Cambodia and More Than 100 Countries Lose Low Export-Tax Rate to the U.S.

Cambodian women workers enter a factory compound in Phnom Penh on October 5, 2018. (Photo: AFP)
  • Phoung Vantha and Lay Sopheavotey
  • January 8, 2021 10:28 AM

Due to a law being delayed in U.S. Congress, this may affect Cambodia whose biggest export market is the U.S.

PHNOM PENH--Travel goods manufactured in Cambodia and exported to the United States no longer benefit from the low taxation rate provided by the US Generalized System of Preferences (GSP) scheme.



On Jan. 6, the Garment Manufacturers Association in Cambodia (GMAC) announced that the GSP scheme had expired on Dec. 31, 2020, due to the US Congress delaying the passing of the law to re-validate it. As many as 119 countries and territories and all their buyers and importers who export to the United States will now be taxed according to the most-favored-nation (MFN) status tariffs. This will be a challenge until the GSP scheme is re-validated, GMAC said.



"For Cambodia, garment products under MFN status are taxed about 12 to 33 per cent,” said Ath Thorn, president of the Cambodian Labour Confederation, on Jan. 7. “GSP was more special than [MFN] as it sets a 0-tax exemption on travel goods and luggage. And other goods…are only taxed about 2 to 12 per cent.”



With the MFN status, goods exported from Cambodia to the US will be taxed about 10 to 30 per cent, Thorn said, adding that he was greatly concerned that the GSP scheme's expiration was affecting Cambodia's exports and especially travel goods such as handbags, suitcases and backpacks.

### EXERCISE BRIEF:
Pick up the news article on Cambodia losing its low U.S. export-tax rate after its final sentence, and write the next part.

Spatial localization data:
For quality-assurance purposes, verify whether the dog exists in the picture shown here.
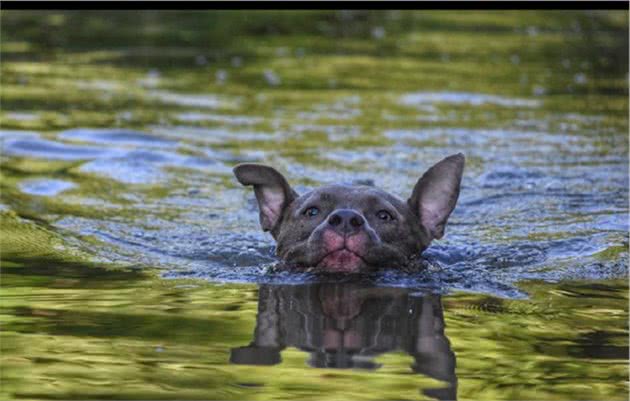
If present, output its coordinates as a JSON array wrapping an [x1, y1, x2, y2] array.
[[234, 153, 465, 273], [230, 283, 457, 400]]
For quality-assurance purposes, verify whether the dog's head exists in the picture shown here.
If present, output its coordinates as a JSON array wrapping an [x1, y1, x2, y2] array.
[[234, 153, 464, 273]]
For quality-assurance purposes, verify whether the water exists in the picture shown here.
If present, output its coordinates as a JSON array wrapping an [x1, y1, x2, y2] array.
[[0, 12, 629, 399]]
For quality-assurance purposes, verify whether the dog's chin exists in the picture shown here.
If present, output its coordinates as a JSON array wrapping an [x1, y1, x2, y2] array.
[[317, 248, 367, 273]]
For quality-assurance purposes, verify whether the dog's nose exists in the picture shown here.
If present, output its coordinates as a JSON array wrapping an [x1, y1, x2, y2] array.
[[328, 209, 365, 234]]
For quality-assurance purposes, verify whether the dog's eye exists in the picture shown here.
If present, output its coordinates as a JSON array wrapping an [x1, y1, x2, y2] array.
[[376, 210, 394, 221], [304, 206, 319, 217]]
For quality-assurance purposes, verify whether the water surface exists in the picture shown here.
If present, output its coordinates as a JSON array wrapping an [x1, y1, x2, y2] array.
[[0, 12, 629, 399]]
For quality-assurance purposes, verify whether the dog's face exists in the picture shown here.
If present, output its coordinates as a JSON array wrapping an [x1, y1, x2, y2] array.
[[234, 153, 464, 273]]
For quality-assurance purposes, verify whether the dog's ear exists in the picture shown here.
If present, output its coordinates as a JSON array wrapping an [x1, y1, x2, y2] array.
[[407, 153, 465, 239], [234, 163, 298, 237]]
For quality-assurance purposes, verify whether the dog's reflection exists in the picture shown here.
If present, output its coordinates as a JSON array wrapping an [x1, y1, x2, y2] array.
[[230, 283, 457, 400]]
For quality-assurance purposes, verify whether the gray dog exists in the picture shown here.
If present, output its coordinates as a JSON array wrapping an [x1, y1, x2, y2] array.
[[234, 153, 464, 273]]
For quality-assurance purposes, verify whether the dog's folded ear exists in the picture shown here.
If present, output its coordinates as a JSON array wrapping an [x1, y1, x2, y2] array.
[[234, 163, 298, 237], [407, 153, 465, 239]]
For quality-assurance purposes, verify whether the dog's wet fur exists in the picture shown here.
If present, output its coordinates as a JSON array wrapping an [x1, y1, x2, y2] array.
[[234, 153, 465, 273]]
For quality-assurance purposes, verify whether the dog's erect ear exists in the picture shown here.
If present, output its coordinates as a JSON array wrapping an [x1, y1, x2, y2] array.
[[407, 153, 465, 239], [234, 163, 298, 236]]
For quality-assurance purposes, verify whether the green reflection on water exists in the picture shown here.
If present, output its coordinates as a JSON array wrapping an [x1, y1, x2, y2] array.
[[0, 11, 628, 399]]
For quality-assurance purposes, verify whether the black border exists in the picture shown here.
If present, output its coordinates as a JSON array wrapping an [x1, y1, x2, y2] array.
[[0, 0, 630, 11]]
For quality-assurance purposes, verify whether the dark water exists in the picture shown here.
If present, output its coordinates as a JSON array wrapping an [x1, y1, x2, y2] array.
[[0, 12, 629, 399]]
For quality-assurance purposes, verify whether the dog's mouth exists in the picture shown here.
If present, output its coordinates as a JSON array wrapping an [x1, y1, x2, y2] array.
[[316, 246, 369, 273]]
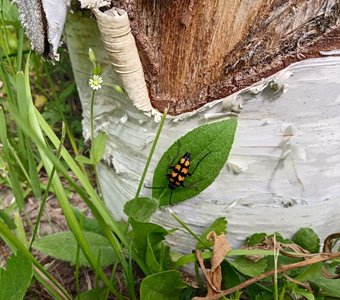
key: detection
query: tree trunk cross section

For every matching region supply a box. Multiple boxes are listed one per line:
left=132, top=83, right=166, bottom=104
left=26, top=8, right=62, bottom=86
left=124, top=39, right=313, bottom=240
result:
left=116, top=0, right=340, bottom=115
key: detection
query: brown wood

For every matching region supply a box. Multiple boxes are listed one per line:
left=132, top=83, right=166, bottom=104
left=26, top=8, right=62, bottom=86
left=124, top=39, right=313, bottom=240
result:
left=115, top=0, right=340, bottom=114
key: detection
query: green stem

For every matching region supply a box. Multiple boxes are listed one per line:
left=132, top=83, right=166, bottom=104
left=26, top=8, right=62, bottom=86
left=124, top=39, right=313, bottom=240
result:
left=135, top=108, right=168, bottom=199
left=169, top=209, right=211, bottom=250
left=29, top=124, right=66, bottom=251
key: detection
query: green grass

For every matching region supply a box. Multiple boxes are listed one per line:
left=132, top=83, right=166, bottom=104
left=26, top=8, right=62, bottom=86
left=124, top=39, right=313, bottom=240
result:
left=0, top=0, right=340, bottom=300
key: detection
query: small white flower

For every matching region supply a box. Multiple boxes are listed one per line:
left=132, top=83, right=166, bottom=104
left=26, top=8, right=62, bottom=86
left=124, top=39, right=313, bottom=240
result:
left=89, top=75, right=103, bottom=91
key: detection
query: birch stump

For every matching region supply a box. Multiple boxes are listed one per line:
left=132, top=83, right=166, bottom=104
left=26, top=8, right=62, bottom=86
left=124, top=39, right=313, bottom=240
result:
left=59, top=0, right=340, bottom=252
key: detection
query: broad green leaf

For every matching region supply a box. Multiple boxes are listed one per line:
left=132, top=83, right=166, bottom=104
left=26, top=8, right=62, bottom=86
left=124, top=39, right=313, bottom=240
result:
left=90, top=131, right=107, bottom=164
left=33, top=231, right=115, bottom=267
left=293, top=228, right=320, bottom=253
left=228, top=256, right=267, bottom=277
left=196, top=217, right=228, bottom=249
left=152, top=119, right=237, bottom=206
left=0, top=251, right=32, bottom=300
left=130, top=218, right=171, bottom=273
left=140, top=270, right=187, bottom=300
left=124, top=197, right=158, bottom=222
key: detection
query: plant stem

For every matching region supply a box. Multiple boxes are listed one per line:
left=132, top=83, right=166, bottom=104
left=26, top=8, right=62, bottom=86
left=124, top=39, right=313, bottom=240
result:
left=135, top=108, right=168, bottom=199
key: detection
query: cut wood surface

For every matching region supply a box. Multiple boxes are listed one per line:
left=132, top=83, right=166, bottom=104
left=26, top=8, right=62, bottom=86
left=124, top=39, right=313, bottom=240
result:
left=115, top=0, right=340, bottom=114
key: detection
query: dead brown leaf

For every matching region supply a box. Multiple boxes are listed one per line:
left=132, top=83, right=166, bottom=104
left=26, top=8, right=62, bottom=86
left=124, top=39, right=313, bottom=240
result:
left=193, top=231, right=231, bottom=300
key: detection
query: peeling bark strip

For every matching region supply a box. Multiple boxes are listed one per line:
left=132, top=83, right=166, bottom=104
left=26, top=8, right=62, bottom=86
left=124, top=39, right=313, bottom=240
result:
left=94, top=8, right=152, bottom=111
left=121, top=0, right=340, bottom=115
left=13, top=0, right=70, bottom=61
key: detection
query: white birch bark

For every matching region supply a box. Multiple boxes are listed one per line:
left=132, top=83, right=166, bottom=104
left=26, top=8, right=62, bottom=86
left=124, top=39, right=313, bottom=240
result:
left=66, top=15, right=340, bottom=252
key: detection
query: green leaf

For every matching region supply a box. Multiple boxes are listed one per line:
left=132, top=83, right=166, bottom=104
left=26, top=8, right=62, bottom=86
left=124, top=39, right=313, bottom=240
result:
left=76, top=288, right=107, bottom=300
left=33, top=231, right=115, bottom=267
left=295, top=263, right=340, bottom=298
left=124, top=197, right=158, bottom=222
left=221, top=260, right=241, bottom=289
left=90, top=131, right=107, bottom=164
left=0, top=107, right=24, bottom=209
left=245, top=232, right=267, bottom=247
left=293, top=228, right=320, bottom=253
left=140, top=270, right=187, bottom=300
left=293, top=287, right=315, bottom=300
left=152, top=119, right=237, bottom=206
left=0, top=209, right=17, bottom=229
left=73, top=208, right=105, bottom=235
left=228, top=256, right=267, bottom=277
left=196, top=217, right=228, bottom=249
left=0, top=251, right=32, bottom=300
left=130, top=218, right=171, bottom=273
left=76, top=155, right=94, bottom=165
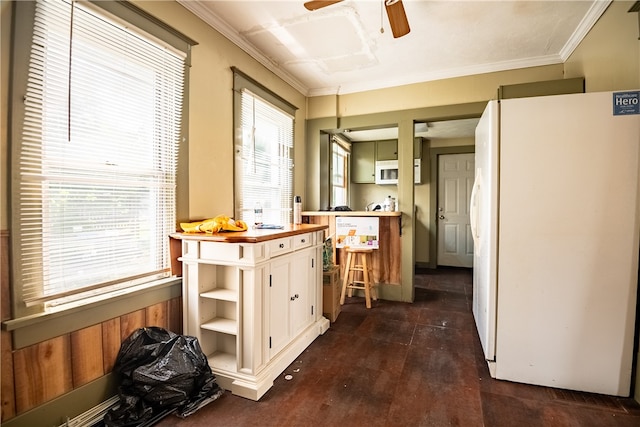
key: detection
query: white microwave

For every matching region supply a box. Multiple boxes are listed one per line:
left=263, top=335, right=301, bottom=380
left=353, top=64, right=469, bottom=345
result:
left=376, top=159, right=422, bottom=184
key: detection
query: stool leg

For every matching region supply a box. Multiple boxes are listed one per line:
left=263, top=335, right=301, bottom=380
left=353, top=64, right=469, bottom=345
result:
left=340, top=252, right=351, bottom=305
left=360, top=254, right=371, bottom=308
left=365, top=254, right=378, bottom=301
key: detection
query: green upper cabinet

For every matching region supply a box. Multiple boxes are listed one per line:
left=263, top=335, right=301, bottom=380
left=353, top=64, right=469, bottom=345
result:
left=351, top=137, right=423, bottom=184
left=376, top=139, right=398, bottom=160
left=351, top=141, right=376, bottom=184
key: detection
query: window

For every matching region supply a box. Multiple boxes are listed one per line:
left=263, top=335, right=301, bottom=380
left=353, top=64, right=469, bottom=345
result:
left=331, top=137, right=349, bottom=206
left=12, top=0, right=191, bottom=317
left=234, top=69, right=295, bottom=224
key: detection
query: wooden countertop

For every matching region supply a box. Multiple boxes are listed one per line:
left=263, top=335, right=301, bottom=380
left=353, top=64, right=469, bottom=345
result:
left=169, top=224, right=329, bottom=243
left=302, top=211, right=402, bottom=216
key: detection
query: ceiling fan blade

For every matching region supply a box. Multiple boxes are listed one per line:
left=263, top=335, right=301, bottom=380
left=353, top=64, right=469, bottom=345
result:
left=304, top=0, right=342, bottom=10
left=384, top=0, right=411, bottom=39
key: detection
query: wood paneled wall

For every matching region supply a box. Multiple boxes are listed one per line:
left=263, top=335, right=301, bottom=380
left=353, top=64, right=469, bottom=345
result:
left=0, top=232, right=182, bottom=423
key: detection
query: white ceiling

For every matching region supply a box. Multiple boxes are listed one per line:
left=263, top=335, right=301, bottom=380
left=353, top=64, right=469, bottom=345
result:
left=177, top=0, right=611, bottom=141
left=178, top=0, right=611, bottom=96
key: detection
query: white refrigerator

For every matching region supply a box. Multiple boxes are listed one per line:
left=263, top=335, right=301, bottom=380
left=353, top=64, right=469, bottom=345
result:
left=471, top=91, right=640, bottom=396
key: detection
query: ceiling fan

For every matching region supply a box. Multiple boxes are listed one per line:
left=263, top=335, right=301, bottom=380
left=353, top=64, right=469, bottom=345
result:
left=304, top=0, right=411, bottom=39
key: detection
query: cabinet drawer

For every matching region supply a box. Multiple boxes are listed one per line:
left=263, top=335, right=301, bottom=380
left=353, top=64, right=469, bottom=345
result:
left=200, top=242, right=242, bottom=261
left=267, top=237, right=292, bottom=257
left=200, top=242, right=267, bottom=264
left=293, top=233, right=313, bottom=249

### EXERCISE OUTPUT:
However, Thorn said that President-elect Joe Biden, who is a member of the Democratic Party in the US, might continue the GSP program for underdeveloped countries.



But he urged the Cambodian government to review and improve human rights, democracy, labor issues and policies in order to be ready to obtain the GSP scheme and any special preferential system from the US.



According to the US Embassy, Cambodia has benefited from the GSP scheme since 1997, with a total value of duty-free exports amounting to $850 million. Under the GSP program, Cambodia's travel-good exports to the US had increased from $50 million to nearly $1 billion in 2019.



The United States is Cambodia’s biggest export destination with $5.4 billion worth of goods exported from Cambodia to the US in 2019, according to the US Department of Commerce.   And despite the current pandemic, Cambodia’s exports to the US were up 23 percent in 2020, reaching $6 billion.



Still, the manufacturing sector in the country has yet to recover from the world’s economic crisis triggered by the pandemic. According to recent figures, more than 20,000 workers lost their jobs as over 100 factories closed due to COVID-19, Thorn said. 



On Dec. 24, 2020, the Cambodian government announced that factory workers in the garment, footwear and travel-good sector who lost their jobs due to the pandemic will continue to receive monthly cash payments of $70 until the end of March 2021.



The suspension of the US GSP scheme comes as Cambodia no longer benefits from the European Union’s preferential trading scheme Everything But Arms (EBA). In August 2020, the EU partially revoked the country’s access to EBA, citing human and labor rights violations. Roughly 20 percent more tariffs are now applied to Cambodia’s exports, which mostly consist of garments, textiles, footwear and travel goods thought to be worth around $1 billion annually.